* _WHAT TO DO_
Copy the items from the start through the line containing "[(28, 500), (272, 410), (23, 467)]", swapping "pick-planner roster" for "pick-planner list" and leaving everything else unchanged. Return only those lines.

* _LISTED RECORDS_

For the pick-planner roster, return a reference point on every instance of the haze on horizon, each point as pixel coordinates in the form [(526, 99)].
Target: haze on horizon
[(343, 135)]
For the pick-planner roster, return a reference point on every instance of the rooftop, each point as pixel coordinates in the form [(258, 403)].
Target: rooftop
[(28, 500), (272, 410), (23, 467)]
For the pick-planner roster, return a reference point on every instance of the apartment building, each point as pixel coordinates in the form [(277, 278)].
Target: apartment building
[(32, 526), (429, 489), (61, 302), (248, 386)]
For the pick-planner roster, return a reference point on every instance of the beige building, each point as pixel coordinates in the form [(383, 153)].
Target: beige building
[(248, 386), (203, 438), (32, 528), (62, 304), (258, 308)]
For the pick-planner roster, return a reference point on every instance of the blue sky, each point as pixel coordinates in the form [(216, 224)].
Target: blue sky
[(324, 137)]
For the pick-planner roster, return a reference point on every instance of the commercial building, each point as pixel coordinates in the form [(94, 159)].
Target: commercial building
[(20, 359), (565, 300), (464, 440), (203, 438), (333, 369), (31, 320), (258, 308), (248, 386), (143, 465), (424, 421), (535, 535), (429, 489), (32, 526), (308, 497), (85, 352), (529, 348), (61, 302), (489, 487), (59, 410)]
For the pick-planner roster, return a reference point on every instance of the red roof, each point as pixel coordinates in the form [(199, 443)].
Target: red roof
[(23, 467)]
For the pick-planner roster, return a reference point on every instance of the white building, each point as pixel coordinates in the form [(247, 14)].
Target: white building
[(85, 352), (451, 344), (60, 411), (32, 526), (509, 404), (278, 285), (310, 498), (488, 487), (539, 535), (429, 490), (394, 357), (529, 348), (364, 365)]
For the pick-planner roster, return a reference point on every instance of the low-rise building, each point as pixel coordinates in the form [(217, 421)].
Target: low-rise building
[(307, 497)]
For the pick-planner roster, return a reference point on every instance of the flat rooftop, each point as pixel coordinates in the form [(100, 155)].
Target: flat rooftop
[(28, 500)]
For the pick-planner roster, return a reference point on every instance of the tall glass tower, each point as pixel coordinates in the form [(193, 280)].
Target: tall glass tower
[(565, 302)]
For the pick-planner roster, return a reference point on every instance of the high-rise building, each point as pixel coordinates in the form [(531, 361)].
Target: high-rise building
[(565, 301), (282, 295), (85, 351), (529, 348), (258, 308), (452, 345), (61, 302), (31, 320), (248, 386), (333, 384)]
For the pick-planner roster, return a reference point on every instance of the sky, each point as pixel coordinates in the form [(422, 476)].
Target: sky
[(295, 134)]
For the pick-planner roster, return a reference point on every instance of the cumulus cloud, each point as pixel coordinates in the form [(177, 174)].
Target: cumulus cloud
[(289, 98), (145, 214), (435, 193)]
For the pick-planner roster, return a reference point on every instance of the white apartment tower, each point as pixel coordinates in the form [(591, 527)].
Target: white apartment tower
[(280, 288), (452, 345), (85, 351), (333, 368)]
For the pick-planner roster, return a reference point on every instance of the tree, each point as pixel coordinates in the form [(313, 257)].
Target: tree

* _FINISHED TASK_
For the pick-planner list, return a reference point on every instance of the haze on horizon, each point as pixel coordinates in the form [(526, 99)].
Target: haze on horizon
[(343, 135)]
For the pick-planner list, return a reference point on every instance of the rooftop, each point as pixel coordinates in the form [(258, 403)].
Target: rooftop
[(28, 500), (272, 410), (23, 467)]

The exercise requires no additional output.